Dokumenttext —
────────
Italienische Medien hatten vergangene Woche von angeblichen Überweisungen in Gesamthöhe von 700.000 Euro aus dem Vatikan nach Australien berichtet. Das Geld habe dazu gedient, Zeugen zu finanzieren oder eine Medienkampagne gegen Pell zu befeuern. Das Magazin "L'Espresso" bezog sich auf Aussagen eines früheren Mitarbeiters Beccius in einem vatikanischen Korruptionsprozess.

Bild: ©picture alliance/Associated Press/Gregorio Borgia

Was steckt hinter den neuen Vorwürfen an den zurückgetretenen Kardinal Giovanni Angelo Becciu?
────────
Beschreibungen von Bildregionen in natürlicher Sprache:
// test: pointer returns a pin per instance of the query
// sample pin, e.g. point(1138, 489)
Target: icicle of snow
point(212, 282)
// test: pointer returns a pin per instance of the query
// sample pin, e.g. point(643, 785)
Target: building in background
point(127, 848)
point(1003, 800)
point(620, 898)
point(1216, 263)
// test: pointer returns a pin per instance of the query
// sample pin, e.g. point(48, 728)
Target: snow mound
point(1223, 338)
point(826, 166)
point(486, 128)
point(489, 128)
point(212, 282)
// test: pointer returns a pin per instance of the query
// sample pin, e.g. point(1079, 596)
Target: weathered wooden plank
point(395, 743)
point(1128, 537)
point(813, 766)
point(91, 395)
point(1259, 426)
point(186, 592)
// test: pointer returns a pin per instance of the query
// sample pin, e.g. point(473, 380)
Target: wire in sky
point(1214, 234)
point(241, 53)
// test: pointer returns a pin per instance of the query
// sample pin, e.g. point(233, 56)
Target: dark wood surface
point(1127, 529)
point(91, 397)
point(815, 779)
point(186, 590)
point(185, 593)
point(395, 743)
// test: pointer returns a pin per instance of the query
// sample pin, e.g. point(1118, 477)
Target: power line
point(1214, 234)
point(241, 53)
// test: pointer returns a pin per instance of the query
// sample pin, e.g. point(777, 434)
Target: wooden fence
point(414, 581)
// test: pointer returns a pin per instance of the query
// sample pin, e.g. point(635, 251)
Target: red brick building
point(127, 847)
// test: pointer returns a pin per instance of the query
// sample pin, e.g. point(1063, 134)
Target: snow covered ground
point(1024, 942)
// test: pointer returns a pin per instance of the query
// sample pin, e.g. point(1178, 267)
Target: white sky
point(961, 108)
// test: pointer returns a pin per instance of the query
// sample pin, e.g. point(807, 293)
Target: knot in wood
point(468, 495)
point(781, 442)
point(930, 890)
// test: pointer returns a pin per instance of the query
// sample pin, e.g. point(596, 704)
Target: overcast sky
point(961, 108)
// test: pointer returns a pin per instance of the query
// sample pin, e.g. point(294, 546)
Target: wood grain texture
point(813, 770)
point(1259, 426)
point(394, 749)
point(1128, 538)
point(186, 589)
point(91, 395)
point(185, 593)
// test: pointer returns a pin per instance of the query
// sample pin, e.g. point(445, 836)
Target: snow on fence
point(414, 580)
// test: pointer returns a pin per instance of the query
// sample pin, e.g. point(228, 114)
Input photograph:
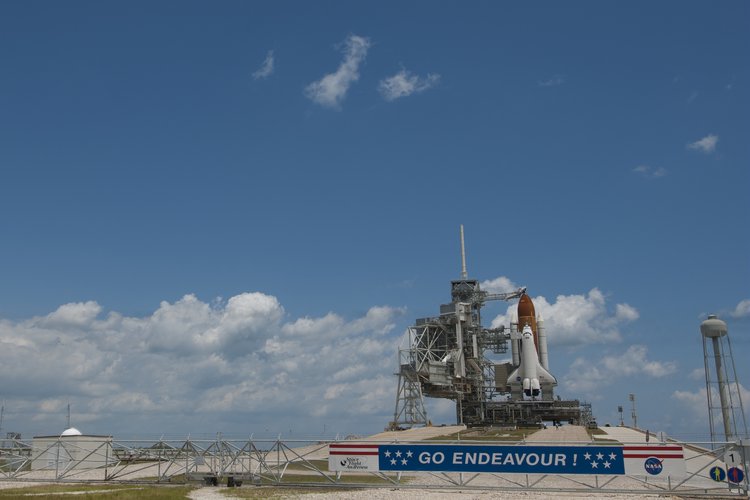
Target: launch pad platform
point(535, 413)
point(448, 356)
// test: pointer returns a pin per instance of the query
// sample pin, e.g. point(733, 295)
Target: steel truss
point(305, 463)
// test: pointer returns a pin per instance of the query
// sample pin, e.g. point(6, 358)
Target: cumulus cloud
point(577, 319)
point(742, 310)
point(238, 360)
point(650, 172)
point(586, 375)
point(552, 82)
point(331, 90)
point(499, 285)
point(705, 145)
point(266, 69)
point(404, 84)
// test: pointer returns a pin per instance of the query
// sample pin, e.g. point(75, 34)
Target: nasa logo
point(653, 466)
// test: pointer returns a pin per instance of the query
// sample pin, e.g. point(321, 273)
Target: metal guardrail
point(280, 462)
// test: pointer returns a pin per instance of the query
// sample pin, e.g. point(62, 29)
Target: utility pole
point(633, 414)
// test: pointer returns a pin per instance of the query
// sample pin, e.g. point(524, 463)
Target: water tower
point(723, 382)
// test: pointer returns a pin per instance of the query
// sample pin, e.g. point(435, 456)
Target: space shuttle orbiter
point(530, 376)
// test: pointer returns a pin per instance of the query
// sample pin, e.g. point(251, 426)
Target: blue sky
point(223, 216)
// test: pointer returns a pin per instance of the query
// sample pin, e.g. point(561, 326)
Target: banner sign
point(520, 459)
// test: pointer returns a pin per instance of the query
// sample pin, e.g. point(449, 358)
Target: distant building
point(71, 450)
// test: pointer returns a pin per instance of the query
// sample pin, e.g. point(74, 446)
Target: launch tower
point(446, 357)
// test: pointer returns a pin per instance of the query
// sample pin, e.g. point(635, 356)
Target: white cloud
point(586, 375)
point(649, 172)
point(577, 319)
point(331, 90)
point(241, 361)
point(499, 285)
point(742, 310)
point(404, 84)
point(266, 69)
point(552, 82)
point(706, 145)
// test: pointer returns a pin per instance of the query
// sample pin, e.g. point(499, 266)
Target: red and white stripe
point(661, 452)
point(353, 450)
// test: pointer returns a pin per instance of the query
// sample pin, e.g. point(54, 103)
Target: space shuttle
point(531, 377)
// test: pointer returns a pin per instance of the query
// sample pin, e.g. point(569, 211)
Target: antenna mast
point(464, 275)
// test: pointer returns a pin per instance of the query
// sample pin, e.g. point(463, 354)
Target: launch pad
point(447, 358)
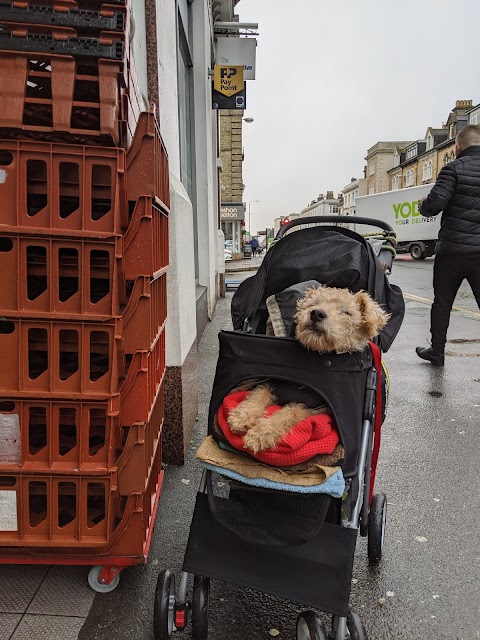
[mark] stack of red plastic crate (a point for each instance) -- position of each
(84, 200)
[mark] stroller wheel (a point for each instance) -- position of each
(310, 627)
(377, 521)
(355, 627)
(164, 608)
(200, 596)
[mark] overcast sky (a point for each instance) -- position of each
(336, 76)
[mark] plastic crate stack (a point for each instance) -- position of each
(84, 202)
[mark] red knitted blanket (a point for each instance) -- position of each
(308, 438)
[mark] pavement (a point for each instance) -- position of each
(427, 585)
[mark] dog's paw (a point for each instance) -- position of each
(237, 421)
(246, 415)
(260, 438)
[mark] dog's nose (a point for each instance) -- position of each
(317, 314)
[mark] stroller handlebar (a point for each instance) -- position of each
(315, 219)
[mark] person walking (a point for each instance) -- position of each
(457, 254)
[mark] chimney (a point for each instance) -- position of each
(464, 104)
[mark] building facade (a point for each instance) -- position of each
(421, 161)
(175, 50)
(379, 160)
(324, 205)
(357, 187)
(231, 184)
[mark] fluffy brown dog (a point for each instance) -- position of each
(262, 432)
(336, 320)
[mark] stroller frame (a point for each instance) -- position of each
(170, 610)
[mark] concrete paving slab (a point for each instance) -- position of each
(48, 628)
(65, 591)
(19, 584)
(8, 624)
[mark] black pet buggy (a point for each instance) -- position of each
(296, 546)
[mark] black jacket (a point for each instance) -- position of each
(457, 193)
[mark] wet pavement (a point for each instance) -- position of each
(427, 585)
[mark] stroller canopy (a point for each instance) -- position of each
(334, 256)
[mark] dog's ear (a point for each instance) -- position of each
(373, 316)
(309, 293)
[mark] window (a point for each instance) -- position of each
(411, 152)
(475, 118)
(427, 171)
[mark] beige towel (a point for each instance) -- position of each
(210, 452)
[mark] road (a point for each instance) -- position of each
(427, 586)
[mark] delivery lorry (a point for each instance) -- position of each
(416, 234)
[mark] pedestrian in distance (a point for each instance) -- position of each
(457, 254)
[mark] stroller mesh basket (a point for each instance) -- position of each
(265, 516)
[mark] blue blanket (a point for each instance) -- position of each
(334, 486)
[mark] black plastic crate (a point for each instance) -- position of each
(88, 47)
(85, 19)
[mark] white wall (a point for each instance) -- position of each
(167, 74)
(139, 44)
(181, 322)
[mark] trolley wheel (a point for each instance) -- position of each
(310, 627)
(97, 585)
(164, 607)
(355, 627)
(377, 522)
(200, 596)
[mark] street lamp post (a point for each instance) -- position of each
(250, 218)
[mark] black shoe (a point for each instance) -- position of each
(438, 359)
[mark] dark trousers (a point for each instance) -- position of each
(449, 272)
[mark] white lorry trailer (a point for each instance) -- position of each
(415, 234)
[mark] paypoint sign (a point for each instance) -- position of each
(228, 80)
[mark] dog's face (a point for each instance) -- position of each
(336, 320)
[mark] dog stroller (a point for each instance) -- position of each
(296, 546)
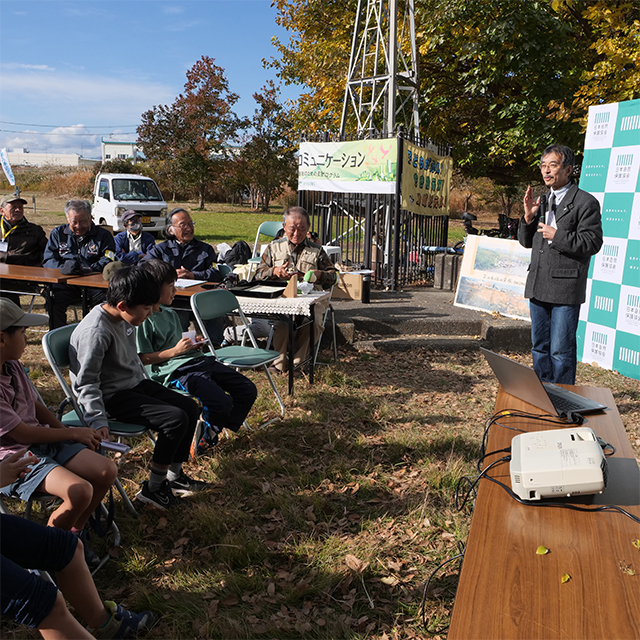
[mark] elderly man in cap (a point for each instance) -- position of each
(22, 241)
(77, 248)
(132, 243)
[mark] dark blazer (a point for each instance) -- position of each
(122, 247)
(558, 271)
(93, 252)
(196, 256)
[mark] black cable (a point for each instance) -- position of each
(562, 505)
(460, 555)
(473, 484)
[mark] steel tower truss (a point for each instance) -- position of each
(382, 83)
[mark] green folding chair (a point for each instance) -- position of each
(219, 303)
(56, 349)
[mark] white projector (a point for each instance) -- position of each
(554, 464)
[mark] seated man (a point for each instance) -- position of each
(70, 467)
(295, 254)
(22, 242)
(191, 258)
(76, 248)
(108, 379)
(132, 243)
(226, 394)
(28, 599)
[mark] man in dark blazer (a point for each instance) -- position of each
(563, 230)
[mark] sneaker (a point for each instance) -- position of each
(123, 623)
(184, 485)
(90, 556)
(163, 498)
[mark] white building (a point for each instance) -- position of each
(26, 159)
(115, 150)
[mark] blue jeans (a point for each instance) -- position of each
(553, 338)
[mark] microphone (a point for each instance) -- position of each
(543, 207)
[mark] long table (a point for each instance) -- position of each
(39, 276)
(283, 309)
(507, 591)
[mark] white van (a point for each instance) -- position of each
(115, 193)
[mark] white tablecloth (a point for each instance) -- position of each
(298, 306)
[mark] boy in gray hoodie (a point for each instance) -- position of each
(108, 379)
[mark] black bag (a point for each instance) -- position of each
(238, 254)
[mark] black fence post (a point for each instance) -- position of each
(396, 215)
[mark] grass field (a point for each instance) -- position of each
(327, 524)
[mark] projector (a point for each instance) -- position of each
(557, 463)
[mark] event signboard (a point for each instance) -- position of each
(493, 275)
(355, 166)
(609, 326)
(426, 177)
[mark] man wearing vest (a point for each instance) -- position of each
(563, 230)
(22, 242)
(293, 254)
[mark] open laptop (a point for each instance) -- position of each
(523, 383)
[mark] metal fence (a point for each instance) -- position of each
(374, 233)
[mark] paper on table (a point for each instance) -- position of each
(183, 283)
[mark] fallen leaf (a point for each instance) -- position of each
(354, 564)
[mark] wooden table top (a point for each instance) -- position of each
(508, 591)
(32, 274)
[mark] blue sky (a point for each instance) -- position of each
(90, 68)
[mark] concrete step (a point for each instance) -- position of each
(432, 343)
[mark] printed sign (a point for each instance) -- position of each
(6, 167)
(609, 325)
(493, 275)
(357, 166)
(426, 177)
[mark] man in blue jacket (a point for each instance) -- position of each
(132, 243)
(192, 259)
(563, 229)
(76, 248)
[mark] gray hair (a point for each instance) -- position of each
(79, 206)
(169, 221)
(566, 153)
(296, 211)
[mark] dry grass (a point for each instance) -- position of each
(327, 524)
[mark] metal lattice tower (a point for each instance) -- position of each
(382, 83)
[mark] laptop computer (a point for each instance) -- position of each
(523, 383)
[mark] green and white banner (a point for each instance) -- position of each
(357, 166)
(609, 327)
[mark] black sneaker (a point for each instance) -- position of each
(90, 556)
(123, 623)
(185, 486)
(162, 498)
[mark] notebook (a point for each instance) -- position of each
(523, 383)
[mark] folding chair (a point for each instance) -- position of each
(56, 349)
(219, 303)
(269, 228)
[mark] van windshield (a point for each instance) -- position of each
(127, 189)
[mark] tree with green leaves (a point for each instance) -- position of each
(196, 130)
(269, 151)
(499, 79)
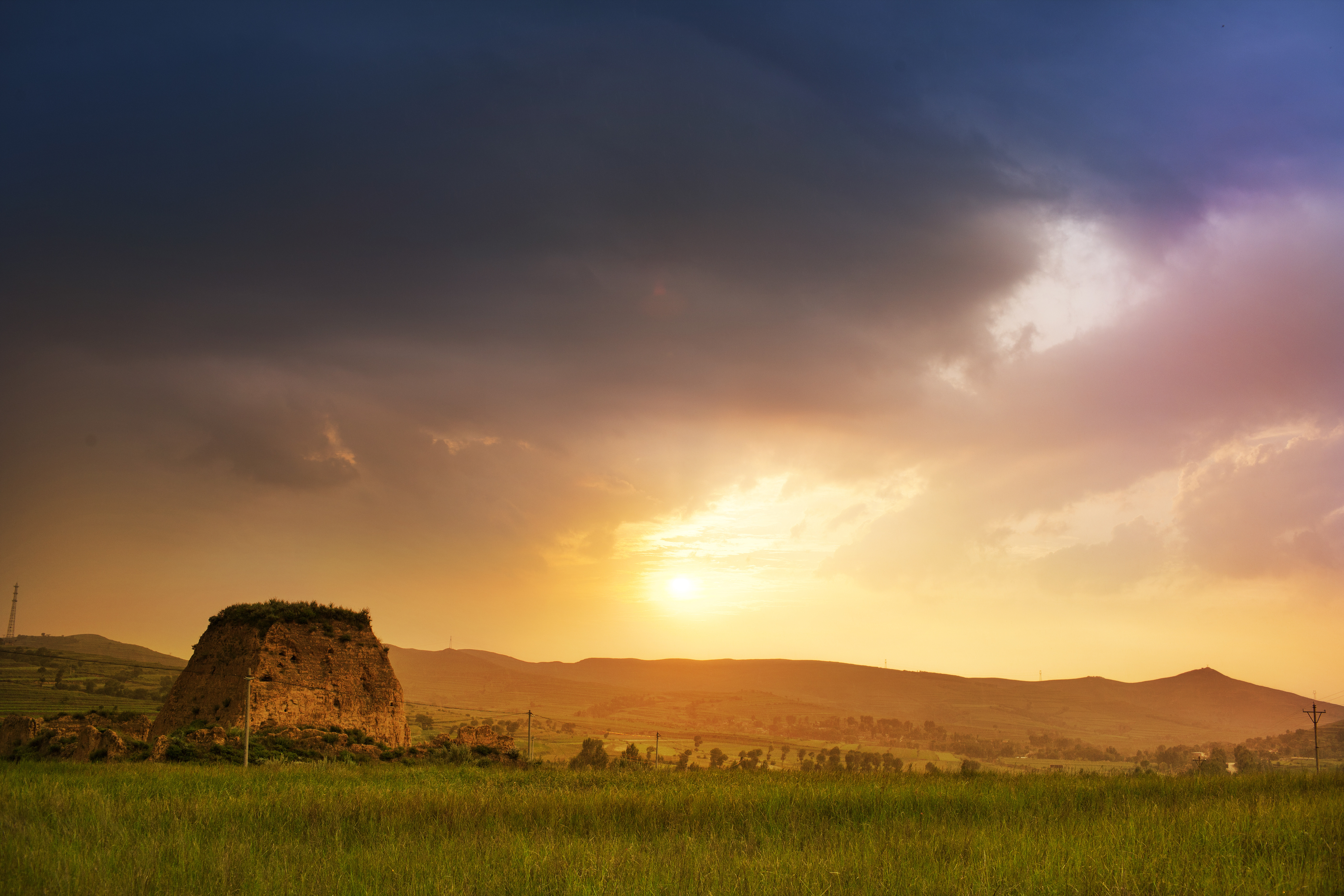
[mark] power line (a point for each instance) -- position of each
(14, 610)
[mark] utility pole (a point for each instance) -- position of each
(14, 612)
(246, 721)
(1316, 714)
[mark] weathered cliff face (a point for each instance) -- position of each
(307, 674)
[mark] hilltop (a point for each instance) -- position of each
(750, 695)
(96, 645)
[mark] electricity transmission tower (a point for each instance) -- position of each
(14, 612)
(1316, 715)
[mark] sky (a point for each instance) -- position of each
(994, 339)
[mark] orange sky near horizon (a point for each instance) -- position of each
(882, 336)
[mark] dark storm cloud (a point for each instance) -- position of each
(277, 238)
(194, 180)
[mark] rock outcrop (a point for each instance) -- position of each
(17, 731)
(92, 742)
(312, 666)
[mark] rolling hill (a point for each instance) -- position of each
(746, 695)
(99, 647)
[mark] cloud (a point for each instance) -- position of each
(1268, 508)
(471, 289)
(1135, 553)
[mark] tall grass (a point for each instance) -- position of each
(336, 829)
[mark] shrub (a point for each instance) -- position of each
(592, 756)
(264, 616)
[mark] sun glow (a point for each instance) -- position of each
(683, 588)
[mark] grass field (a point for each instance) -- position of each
(77, 829)
(31, 700)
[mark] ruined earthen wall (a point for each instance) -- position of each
(316, 675)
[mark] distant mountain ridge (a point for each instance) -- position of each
(1191, 707)
(99, 647)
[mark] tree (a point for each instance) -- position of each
(1215, 765)
(592, 756)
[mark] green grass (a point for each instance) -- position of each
(339, 829)
(31, 700)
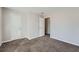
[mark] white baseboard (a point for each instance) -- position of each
(73, 43)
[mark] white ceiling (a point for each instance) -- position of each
(32, 9)
(41, 9)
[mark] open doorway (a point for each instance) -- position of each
(47, 26)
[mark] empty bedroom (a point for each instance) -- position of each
(39, 29)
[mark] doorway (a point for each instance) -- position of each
(47, 26)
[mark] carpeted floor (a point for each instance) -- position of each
(41, 44)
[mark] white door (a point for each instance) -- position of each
(16, 27)
(41, 26)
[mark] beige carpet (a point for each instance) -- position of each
(41, 44)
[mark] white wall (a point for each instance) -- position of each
(65, 25)
(19, 25)
(12, 28)
(0, 25)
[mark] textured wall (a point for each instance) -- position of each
(65, 25)
(0, 25)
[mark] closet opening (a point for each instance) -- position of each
(47, 26)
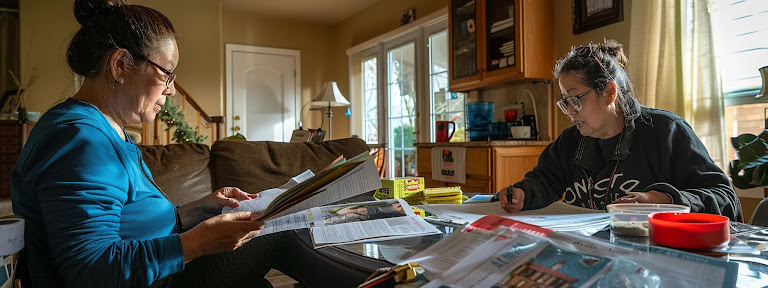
────────
Auszuführende Aufgabe — Welche Gesamthöhe hatten die angeblichen Überweisungen aus dem Vatikan nach Australien laut dem Dokumenttext?

Problemlösung — 700.000 Euro.